_Written problem_: Continue the description of the press slide guides after its final sentence.

_Document text_:
** Start **
BRIEF DESCRIPTION OF THE DRAWINGS
FIG. 1 is a cross-sectional view of a mechanical press for metal working,
showing a horizontal cross-section of slide guides;
FIG. 2 is an enlarged view of a portion encircled as at II in FIG. 1;
FIG. 3 is a side-elevational view as seen from the line III--III of FIG. 1,
with a press slide omitted for better understanding of the guide gibs;
FIG. 4 is an enlarged view of a portion encircled as at IV in FIG. 3; and
FIG. 5 is a view showing a conventional guide gib structure for a
mechanical press for metal working.
DESCRIPTION OF THE PREFERRED EMBODIMENT
A preferred embodiment of the present invention will now be described with
reference to the drawings.
FIG. 1 is a cross-sectional view showing the cross-section of slide guide
assemblies of a mechanical press for metal working. A pair of slide guides
are provided at each of front and rear sides of the mechanical press for
metal working, and are mounted respectively on a pair of opposed uprights
2 to extend in a direction of movement of a slide 1. The slide 1 is driven
by a drive source (not shown) to reciprocally move vertically (that is,
upward and downward) along the pair of parallel spaced, opposed uprights 2
and 2 in a space between the pair of uprights 2 and 2. A pair of L-shaped
sliding surfaces 1a and 1a are formed respectively at opposite corner
portions of the slide 1 at the rear side of the mechanical press for metal
working. A pair of inclined sliding surfaces 1b and 1b are formed
respectively at opposite corner portions of the slide 1 at the front side
of the mechanical press for metal working. Assuming that a direction of
the depth of the mechanical press for metal working is represented by an
X-axis while a direction of the width thereof perpendicular to this
depthwise direction is represented by a Y-axis, the inclined sliding
surface 1b is inclined at an angle of about 45.degree. with respect to the
X-axis in a horizontal cross-section of the guide gib. The pair of slide
guides which is provided at the rear side of the mechanical press for
metal working, has L-shaped guide surfaces 2a and 2a, respectively, which
is in sliding contact with the L-shaped sliding surfaces 1a and 1a of the
slide 1, respectively. The pair of slide guides (guide gibs) 3 which is
provided at the front side of the mechanical press for metal working, has
inclined guide surfaces 3a and 3a, respectively, which is in sliding
contact with the inclined sliding surfaces 1b and 1b of the slide 1,
respectively. A clearance or gap between the inclined guide surface 3a of
each guide gib 3 and the inclined sliding surface 1b of the slide 1 can be
adjusted.
** End **
[Raw records]
** Start **
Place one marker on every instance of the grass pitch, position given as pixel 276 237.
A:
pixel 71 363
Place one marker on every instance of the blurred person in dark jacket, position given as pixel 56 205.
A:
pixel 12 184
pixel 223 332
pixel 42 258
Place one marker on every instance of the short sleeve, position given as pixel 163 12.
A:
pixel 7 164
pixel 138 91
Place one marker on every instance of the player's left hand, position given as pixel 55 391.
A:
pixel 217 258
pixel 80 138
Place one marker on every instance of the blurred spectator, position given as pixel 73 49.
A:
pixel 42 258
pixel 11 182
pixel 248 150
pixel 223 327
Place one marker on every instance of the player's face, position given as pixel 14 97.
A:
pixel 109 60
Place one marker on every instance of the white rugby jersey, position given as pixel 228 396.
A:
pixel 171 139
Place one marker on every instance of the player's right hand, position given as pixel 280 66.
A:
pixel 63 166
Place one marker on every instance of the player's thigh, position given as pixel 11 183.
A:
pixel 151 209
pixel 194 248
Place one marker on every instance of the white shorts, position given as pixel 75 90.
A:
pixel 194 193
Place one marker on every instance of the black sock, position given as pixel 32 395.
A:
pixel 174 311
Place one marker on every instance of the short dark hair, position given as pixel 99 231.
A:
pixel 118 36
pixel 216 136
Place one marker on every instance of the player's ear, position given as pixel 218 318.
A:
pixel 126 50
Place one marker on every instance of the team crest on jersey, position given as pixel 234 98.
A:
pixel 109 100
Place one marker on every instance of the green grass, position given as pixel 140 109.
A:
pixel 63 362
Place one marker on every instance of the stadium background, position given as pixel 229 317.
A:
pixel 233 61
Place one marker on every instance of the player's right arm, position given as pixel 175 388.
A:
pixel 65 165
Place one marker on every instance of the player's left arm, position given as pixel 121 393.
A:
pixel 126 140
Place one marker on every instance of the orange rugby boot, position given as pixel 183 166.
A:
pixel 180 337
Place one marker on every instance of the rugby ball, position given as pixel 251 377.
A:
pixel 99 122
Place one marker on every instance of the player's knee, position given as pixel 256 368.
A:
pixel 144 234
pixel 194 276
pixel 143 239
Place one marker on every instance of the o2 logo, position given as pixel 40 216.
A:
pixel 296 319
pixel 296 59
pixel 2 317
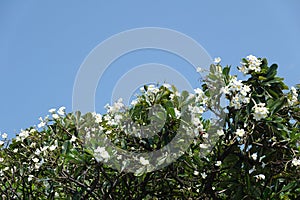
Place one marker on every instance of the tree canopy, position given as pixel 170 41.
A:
pixel 251 153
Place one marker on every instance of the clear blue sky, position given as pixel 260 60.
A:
pixel 42 44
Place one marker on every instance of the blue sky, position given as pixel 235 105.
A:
pixel 42 44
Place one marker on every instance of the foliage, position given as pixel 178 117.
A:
pixel 256 154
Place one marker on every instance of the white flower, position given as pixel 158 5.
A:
pixel 217 60
pixel 101 154
pixel 196 109
pixel 252 64
pixel 55 116
pixel 143 161
pixel 177 113
pixel 41 124
pixel 52 147
pixel 52 110
pixel 218 163
pixel 296 162
pixel 220 132
pixel 44 148
pixel 73 139
pixel 134 102
pixel 166 85
pixel 204 175
pixel 152 89
pixel 260 111
pixel 244 69
pixel 30 177
pixel 240 132
pixel 199 69
pixel 61 110
pixel 98 118
pixel 254 156
pixel 37 152
pixel 260 177
pixel 252 170
pixel 4 136
pixel 203 146
pixel 24 134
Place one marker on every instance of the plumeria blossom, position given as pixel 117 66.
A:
pixel 73 139
pixel 260 177
pixel 217 60
pixel 101 154
pixel 52 147
pixel 218 163
pixel 55 116
pixel 239 92
pixel 203 175
pixel 144 161
pixel 240 132
pixel 254 156
pixel 61 111
pixel 220 132
pixel 252 64
pixel 296 162
pixel 260 111
pixel 4 135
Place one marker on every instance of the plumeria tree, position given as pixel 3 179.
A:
pixel 253 154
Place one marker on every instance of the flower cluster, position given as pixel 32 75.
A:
pixel 296 162
pixel 240 93
pixel 101 154
pixel 260 111
pixel 251 64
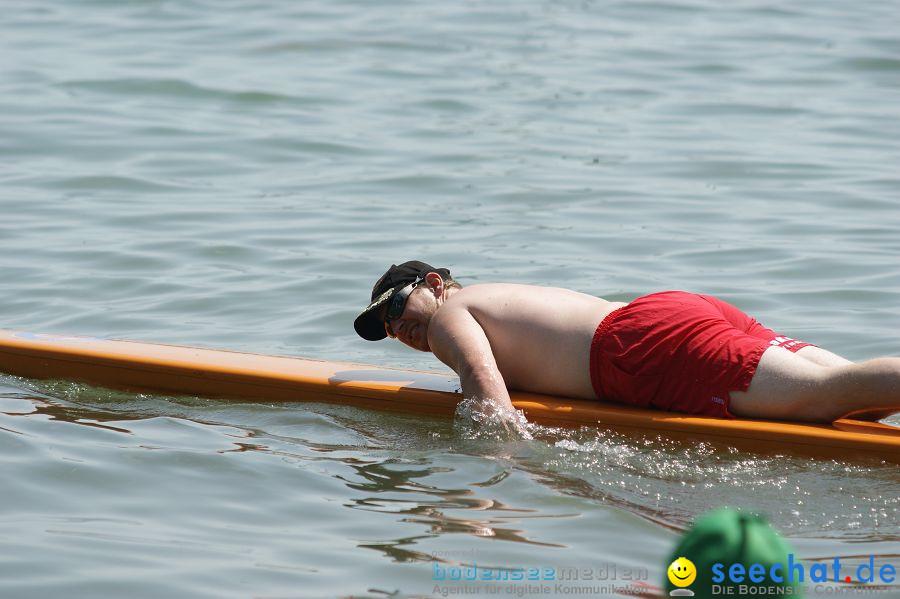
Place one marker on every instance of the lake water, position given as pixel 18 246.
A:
pixel 236 174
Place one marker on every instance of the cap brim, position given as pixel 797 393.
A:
pixel 370 324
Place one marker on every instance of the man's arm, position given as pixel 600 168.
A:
pixel 458 341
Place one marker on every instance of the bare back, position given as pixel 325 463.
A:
pixel 540 336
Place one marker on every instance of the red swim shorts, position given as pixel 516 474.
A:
pixel 679 351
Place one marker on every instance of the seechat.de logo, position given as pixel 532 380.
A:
pixel 682 573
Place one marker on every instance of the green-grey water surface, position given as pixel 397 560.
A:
pixel 236 174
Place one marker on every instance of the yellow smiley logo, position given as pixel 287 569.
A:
pixel 682 572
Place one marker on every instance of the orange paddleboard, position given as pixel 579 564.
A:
pixel 178 370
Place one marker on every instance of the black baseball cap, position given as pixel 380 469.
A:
pixel 370 324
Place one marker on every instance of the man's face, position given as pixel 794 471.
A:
pixel 412 326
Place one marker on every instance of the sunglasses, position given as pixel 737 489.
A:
pixel 398 305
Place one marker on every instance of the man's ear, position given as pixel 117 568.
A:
pixel 436 283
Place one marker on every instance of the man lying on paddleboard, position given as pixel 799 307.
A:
pixel 671 350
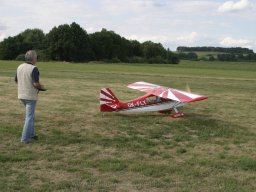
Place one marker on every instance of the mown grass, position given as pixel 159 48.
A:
pixel 80 149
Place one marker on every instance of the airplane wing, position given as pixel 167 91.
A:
pixel 166 92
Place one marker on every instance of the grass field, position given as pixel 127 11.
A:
pixel 213 148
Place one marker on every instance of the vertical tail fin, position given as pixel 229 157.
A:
pixel 108 100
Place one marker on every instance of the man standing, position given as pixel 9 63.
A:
pixel 27 77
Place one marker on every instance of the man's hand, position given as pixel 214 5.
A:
pixel 39 86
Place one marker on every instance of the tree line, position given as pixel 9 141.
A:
pixel 234 50
pixel 217 53
pixel 72 43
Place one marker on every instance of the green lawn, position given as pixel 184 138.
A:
pixel 80 149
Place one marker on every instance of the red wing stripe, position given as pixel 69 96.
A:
pixel 107 100
pixel 181 97
pixel 107 95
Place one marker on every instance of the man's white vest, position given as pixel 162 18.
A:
pixel 26 90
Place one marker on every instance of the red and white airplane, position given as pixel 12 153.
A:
pixel 157 98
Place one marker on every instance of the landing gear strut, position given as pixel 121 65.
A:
pixel 177 114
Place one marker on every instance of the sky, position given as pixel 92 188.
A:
pixel 173 23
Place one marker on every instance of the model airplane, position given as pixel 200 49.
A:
pixel 157 98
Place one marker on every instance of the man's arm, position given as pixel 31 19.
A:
pixel 35 79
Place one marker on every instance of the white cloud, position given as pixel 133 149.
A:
pixel 188 39
pixel 2 36
pixel 230 42
pixel 231 6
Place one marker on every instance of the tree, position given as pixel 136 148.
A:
pixel 68 43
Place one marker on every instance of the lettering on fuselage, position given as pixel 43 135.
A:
pixel 137 103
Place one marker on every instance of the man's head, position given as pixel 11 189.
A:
pixel 31 56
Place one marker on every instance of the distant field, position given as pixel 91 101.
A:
pixel 79 149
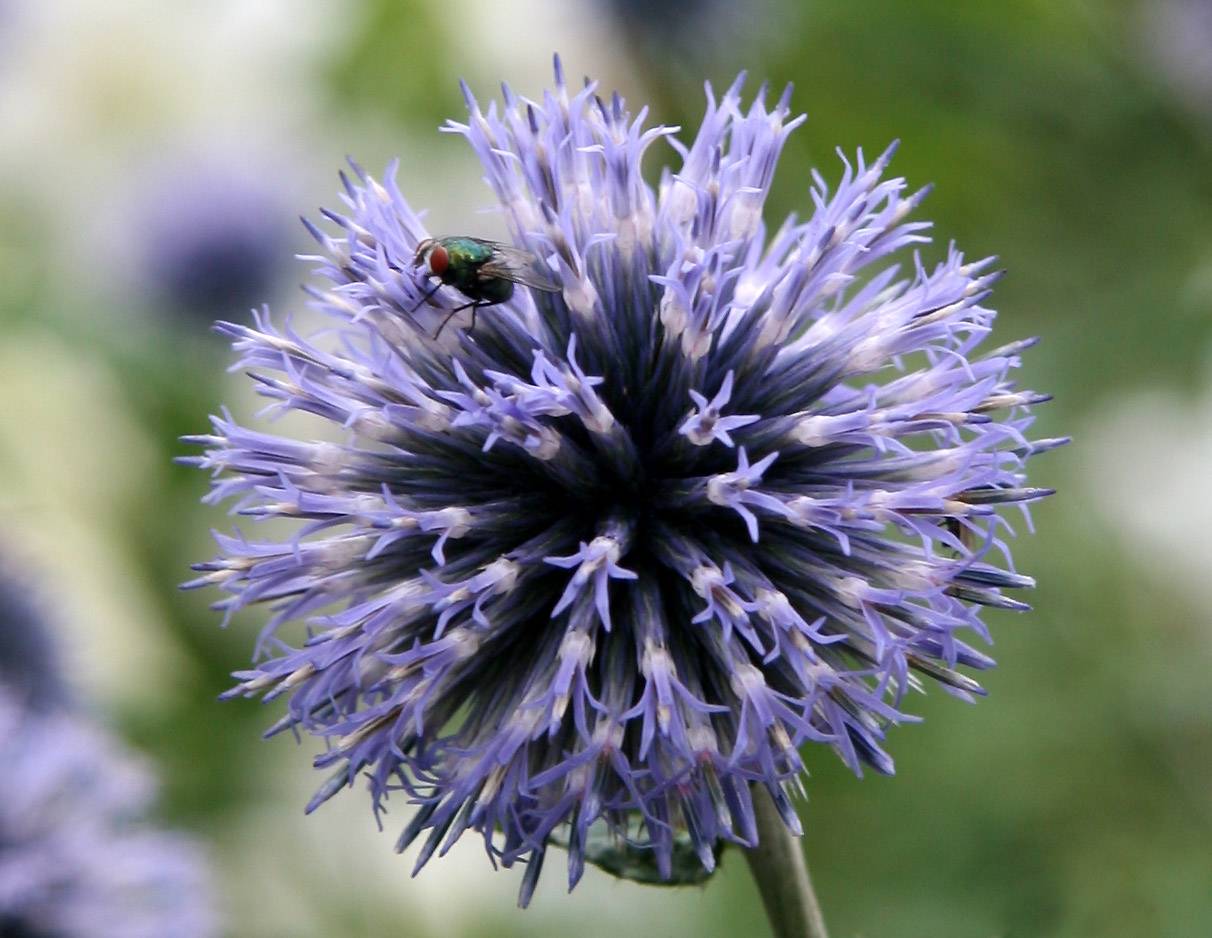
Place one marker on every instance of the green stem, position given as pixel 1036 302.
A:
pixel 782 875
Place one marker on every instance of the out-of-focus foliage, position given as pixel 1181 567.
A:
pixel 1073 801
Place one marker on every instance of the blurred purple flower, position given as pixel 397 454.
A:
pixel 74 861
pixel 209 238
pixel 615 555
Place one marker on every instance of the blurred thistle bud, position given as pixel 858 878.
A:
pixel 207 236
pixel 587 573
pixel 30 670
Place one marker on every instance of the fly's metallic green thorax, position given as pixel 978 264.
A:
pixel 467 256
pixel 484 272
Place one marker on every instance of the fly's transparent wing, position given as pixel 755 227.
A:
pixel 520 267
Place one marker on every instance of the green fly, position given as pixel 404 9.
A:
pixel 484 272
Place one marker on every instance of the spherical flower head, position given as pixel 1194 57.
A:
pixel 592 571
pixel 75 861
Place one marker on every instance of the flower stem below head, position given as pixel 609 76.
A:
pixel 782 875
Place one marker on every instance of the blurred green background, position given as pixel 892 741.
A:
pixel 1070 137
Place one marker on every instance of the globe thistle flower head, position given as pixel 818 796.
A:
pixel 75 861
pixel 590 571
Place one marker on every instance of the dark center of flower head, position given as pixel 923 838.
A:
pixel 609 560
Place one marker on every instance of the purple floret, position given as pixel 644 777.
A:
pixel 615 556
pixel 76 857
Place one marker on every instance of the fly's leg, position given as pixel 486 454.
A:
pixel 450 315
pixel 426 298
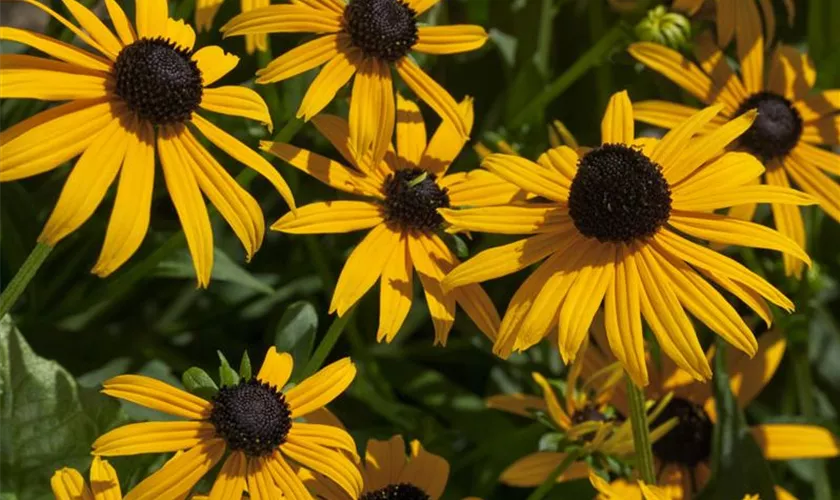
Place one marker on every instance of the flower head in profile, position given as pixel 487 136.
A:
pixel 137 98
pixel 683 455
pixel 614 232
pixel 403 194
pixel 68 484
pixel 256 420
pixel 365 38
pixel 793 120
pixel 389 474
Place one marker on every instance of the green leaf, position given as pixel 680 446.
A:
pixel 245 366
pixel 295 333
pixel 198 382
pixel 47 420
pixel 227 375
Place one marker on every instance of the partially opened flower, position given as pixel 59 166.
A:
pixel 388 474
pixel 403 193
pixel 137 100
pixel 613 233
pixel 256 420
pixel 365 38
pixel 68 484
pixel 792 123
pixel 683 455
pixel 205 13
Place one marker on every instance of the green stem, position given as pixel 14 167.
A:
pixel 549 482
pixel 641 433
pixel 585 62
pixel 22 278
pixel 327 343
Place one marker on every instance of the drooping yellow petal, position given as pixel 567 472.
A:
pixel 133 205
pixel 87 184
pixel 153 437
pixel 236 100
pixel 300 59
pixel 431 93
pixel 56 48
pixel 244 155
pixel 48 139
pixel 617 124
pixel 321 388
pixel 157 395
pixel 189 204
pixel 396 291
pixel 238 208
pixel 214 63
pixel 450 39
pixel 793 441
pixel 175 479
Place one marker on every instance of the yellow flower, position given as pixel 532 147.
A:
pixel 256 420
pixel 138 98
pixel 584 420
pixel 682 455
pixel 68 484
pixel 362 38
pixel 792 120
pixel 403 190
pixel 387 474
pixel 612 232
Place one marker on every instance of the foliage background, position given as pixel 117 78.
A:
pixel 149 317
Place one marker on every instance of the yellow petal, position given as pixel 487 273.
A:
pixel 238 208
pixel 244 155
pixel 157 395
pixel 330 79
pixel 300 59
pixel 792 441
pixel 321 388
pixel 214 63
pixel 56 48
pixel 236 101
pixel 175 479
pixel 617 124
pixel 396 291
pixel 87 184
pixel 189 204
pixel 450 39
pixel 132 207
pixel 432 94
pixel 363 267
pixel 153 437
pixel 48 139
pixel 230 483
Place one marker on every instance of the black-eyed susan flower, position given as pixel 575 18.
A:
pixel 256 420
pixel 389 474
pixel 137 100
pixel 793 120
pixel 365 38
pixel 205 13
pixel 613 234
pixel 68 484
pixel 403 194
pixel 683 454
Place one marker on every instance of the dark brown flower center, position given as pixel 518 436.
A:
pixel 776 130
pixel 690 442
pixel 412 197
pixel 402 491
pixel 384 29
pixel 252 417
pixel 618 195
pixel 158 81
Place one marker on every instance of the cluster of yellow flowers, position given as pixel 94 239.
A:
pixel 615 228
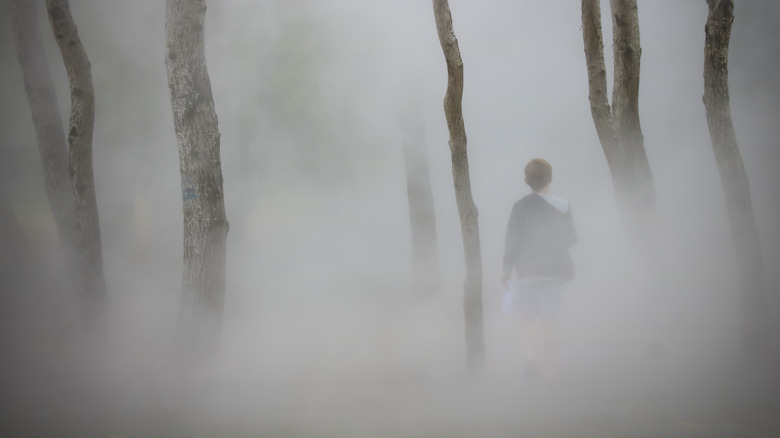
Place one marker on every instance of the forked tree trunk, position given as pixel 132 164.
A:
pixel 422 216
pixel 618 128
pixel 82 118
pixel 736 188
pixel 472 301
pixel 205 223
** End **
_Final result_:
As shown on an enlarged scale in FIG. 2, the guide gib 3 has the inclined
guide surface 3a in sliding contact with the inclined sliding surface 1b
of the slide 1. The guide gib 3 is in the form of a relatively thick bar
of a polygonal transverse cross-section having the inclined guide surface
3a, a first rear surface 3b, a second rear surface 3c disposed
perpendicular to the first rear surface 3b, and a surface 3d disposed
parallel to the first rear surface 3b. An oil groove 3e is formed in the
inclined guide surface 3a, and communicates with an oil hole 3g through an
oil hole 3h (see FIGS. 2 to 4). The first rear surface 3b of the guide gib
3 is held against a side surface 2b of the upright 2. A plurality of (two
in this embodiment) inclined surfaces 3f are formed in the second rear
surface 3c of the guide gib 3, and are spaced from each other along a
longitudinal direction of the guide gib 3, each of these inclined surfaces
3f being inclined at a predetermined angle with respect to the X-axis. The
inclined surfaces 3f extend along the longitudinal direction of the guide
gib 3. Backup blocks 4 each fixedly secured by two bolts 5 to the upright
2 are disposed on the side of the inclined surfaces 3f, respectively. A
hole 2d is formed in that portion of the side surface 2b of the uprights
disposed between each of inclined surfaces 3f and the backup block 4, and
a threaded hole 2c further extends from an inner end of the hole 2d, the
hole 2d and the threaded hole 2c extending perpendicular to the side
surface 2b.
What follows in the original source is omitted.